Nov. 8th, 2005

pseydtonne: Behold the Operator, speaking into a 1930s headset with its large mouthpiece. (bright-blessings)
So I'm saying it.

I was hanging out with [livejournal.com profile] shava23 this evening. She was tagging the doors of people likely to vote for... umm... damnit, the guy with the orange flyers running for Cambridge City Council. You know, it's not like I didn't watch her hang 100 of these damn flyers between 8 pm and 2 am. We walked all over the fifth ward (most of Cambridgeport) tagging houses. We talked. Well, I did a lot of the talking.

I finally admitted aloud of the first time in a while that I'm still depressed about having to break up with Maggie. I say so many delusional things to myself so that I can "move on". Then I proceed not to move on. I proceed to grouse and mope.

I'm tired of moping. I cannot be rescued by landing some fiction of a romantic relationship when what I really need is someone to snuggle me for a week. I can't give nor can I share because I feel tapped and cannot think of what to share. I have to start getting these real emotions out if I'm ever going to start doing something new.

[Items from a dataset]
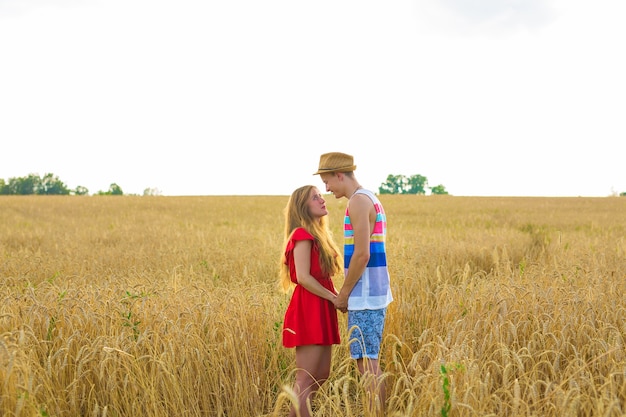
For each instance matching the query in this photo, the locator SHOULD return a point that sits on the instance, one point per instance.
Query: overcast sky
(202, 97)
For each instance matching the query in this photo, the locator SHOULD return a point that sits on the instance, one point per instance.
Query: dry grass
(168, 306)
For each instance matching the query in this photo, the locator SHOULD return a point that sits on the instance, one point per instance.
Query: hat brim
(347, 168)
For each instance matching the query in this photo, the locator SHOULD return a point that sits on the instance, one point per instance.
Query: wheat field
(169, 306)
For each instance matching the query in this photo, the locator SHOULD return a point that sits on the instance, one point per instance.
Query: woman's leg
(313, 368)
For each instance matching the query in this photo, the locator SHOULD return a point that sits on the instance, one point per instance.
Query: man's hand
(341, 303)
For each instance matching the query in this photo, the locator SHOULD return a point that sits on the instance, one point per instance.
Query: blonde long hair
(297, 215)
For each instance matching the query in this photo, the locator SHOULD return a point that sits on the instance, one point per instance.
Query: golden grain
(161, 306)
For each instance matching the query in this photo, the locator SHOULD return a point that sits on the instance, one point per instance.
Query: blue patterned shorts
(365, 329)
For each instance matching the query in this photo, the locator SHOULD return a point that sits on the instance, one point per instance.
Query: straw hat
(336, 162)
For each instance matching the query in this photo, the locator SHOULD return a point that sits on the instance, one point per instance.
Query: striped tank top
(373, 290)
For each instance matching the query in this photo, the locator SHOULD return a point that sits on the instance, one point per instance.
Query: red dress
(309, 319)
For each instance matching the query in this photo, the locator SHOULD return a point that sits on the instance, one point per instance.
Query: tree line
(49, 184)
(415, 184)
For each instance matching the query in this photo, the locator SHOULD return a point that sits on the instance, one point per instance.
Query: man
(366, 291)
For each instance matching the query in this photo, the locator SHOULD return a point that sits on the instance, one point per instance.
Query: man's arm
(359, 208)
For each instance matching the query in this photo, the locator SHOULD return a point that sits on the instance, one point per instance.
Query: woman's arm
(302, 259)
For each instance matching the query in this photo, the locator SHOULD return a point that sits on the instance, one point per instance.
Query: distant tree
(151, 192)
(51, 185)
(80, 190)
(439, 190)
(417, 184)
(114, 189)
(395, 184)
(400, 184)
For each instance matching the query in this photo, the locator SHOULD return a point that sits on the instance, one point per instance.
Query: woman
(309, 261)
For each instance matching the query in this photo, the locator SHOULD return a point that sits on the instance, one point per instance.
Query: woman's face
(317, 204)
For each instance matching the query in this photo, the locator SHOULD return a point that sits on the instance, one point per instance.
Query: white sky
(203, 97)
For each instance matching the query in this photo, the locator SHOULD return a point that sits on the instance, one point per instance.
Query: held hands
(341, 303)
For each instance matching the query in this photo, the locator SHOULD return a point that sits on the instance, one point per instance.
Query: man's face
(331, 181)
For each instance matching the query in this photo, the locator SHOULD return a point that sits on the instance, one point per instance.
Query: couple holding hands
(309, 262)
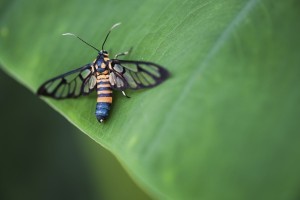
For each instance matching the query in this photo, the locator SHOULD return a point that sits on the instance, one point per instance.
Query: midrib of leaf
(203, 65)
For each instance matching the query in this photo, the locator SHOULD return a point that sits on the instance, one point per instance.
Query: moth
(104, 75)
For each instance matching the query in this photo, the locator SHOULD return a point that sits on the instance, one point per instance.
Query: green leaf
(224, 126)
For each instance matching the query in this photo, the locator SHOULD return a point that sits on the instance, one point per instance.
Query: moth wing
(73, 84)
(136, 74)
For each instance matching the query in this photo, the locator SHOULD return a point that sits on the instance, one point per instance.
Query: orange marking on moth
(104, 85)
(104, 99)
(104, 92)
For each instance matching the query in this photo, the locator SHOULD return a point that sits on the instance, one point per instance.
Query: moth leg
(125, 94)
(124, 53)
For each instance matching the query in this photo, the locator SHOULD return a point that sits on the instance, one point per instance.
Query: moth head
(103, 53)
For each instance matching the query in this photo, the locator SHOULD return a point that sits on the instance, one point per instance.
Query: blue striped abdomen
(104, 99)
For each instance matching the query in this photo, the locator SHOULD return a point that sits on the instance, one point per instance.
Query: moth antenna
(72, 34)
(114, 26)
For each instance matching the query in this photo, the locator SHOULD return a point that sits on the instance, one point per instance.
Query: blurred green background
(44, 157)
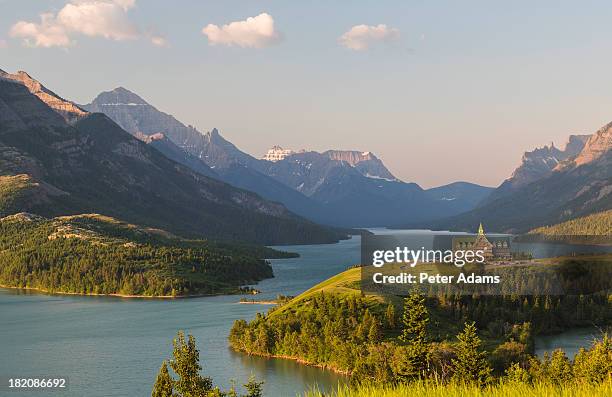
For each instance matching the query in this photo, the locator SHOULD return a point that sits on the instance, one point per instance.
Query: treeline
(433, 338)
(185, 364)
(101, 256)
(594, 225)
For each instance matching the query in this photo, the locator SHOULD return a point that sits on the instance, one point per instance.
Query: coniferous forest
(478, 341)
(92, 254)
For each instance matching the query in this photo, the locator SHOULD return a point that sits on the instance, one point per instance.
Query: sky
(441, 91)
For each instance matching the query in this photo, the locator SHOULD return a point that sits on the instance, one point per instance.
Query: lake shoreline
(121, 296)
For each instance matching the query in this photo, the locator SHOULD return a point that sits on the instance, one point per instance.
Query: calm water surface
(113, 347)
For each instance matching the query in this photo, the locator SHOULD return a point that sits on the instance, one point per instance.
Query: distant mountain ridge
(539, 163)
(337, 187)
(51, 167)
(579, 185)
(68, 110)
(227, 162)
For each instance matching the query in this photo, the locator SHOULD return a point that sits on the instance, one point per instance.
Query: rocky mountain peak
(365, 162)
(117, 97)
(598, 144)
(68, 110)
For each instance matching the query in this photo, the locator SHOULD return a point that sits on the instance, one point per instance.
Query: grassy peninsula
(388, 342)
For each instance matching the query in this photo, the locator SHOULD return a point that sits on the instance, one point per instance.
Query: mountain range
(58, 159)
(121, 156)
(337, 187)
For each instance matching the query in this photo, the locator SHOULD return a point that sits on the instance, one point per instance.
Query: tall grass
(429, 389)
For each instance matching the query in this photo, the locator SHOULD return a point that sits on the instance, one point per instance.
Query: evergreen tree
(163, 386)
(254, 388)
(390, 316)
(594, 365)
(414, 334)
(414, 319)
(186, 364)
(374, 334)
(471, 365)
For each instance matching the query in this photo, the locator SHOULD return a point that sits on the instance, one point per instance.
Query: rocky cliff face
(536, 195)
(365, 162)
(68, 110)
(598, 144)
(95, 166)
(538, 164)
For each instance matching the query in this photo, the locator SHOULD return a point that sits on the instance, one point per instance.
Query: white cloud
(47, 33)
(254, 32)
(361, 37)
(94, 18)
(159, 41)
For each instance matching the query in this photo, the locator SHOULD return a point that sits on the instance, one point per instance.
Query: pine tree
(390, 316)
(374, 334)
(163, 386)
(186, 364)
(414, 334)
(471, 366)
(414, 319)
(254, 388)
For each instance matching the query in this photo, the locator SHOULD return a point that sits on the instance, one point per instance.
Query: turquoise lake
(109, 347)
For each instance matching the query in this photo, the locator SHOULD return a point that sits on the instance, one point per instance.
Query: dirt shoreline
(300, 361)
(44, 291)
(258, 303)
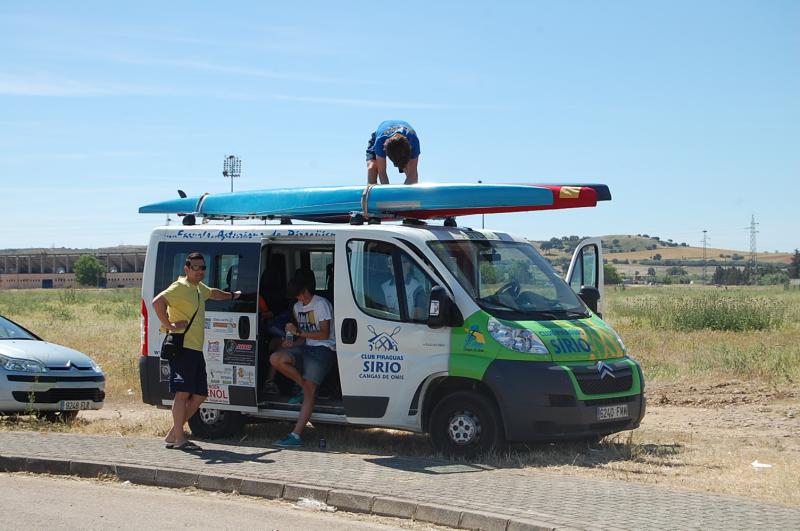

### TASKS
(A) Rewrite the paragraph of the journal post that begins "I'm tired of moping" more briefly, keeping its main facts.
(B) Continue the journal post about walking the fifth ward and admitting the depression, starting after its final sentence.

### ANSWERS PER TASK
(A) I'm tired of moping. A made-up romance won't rescue me; what I really need is someone to snuggle me for a week. I feel too drained to give or share, and I can't think of anything to share. I need to let out my real emotions before I can start anything new.

(B)
Maggie is not coming back. I hardly remember what she looks like. I had to send her home to save my life and get her back on track. So now what? I have all the things I could ever want physically. I have time, money and friends. What do I want? It feels like I want to be rescued. Preposterous, right? I worked my ass off to get to this point and all I want is to share that but I cannot seem to share with myself.

It's time to go back to therapy. It's time to enjoy something. How do I start? How do I conquer pain?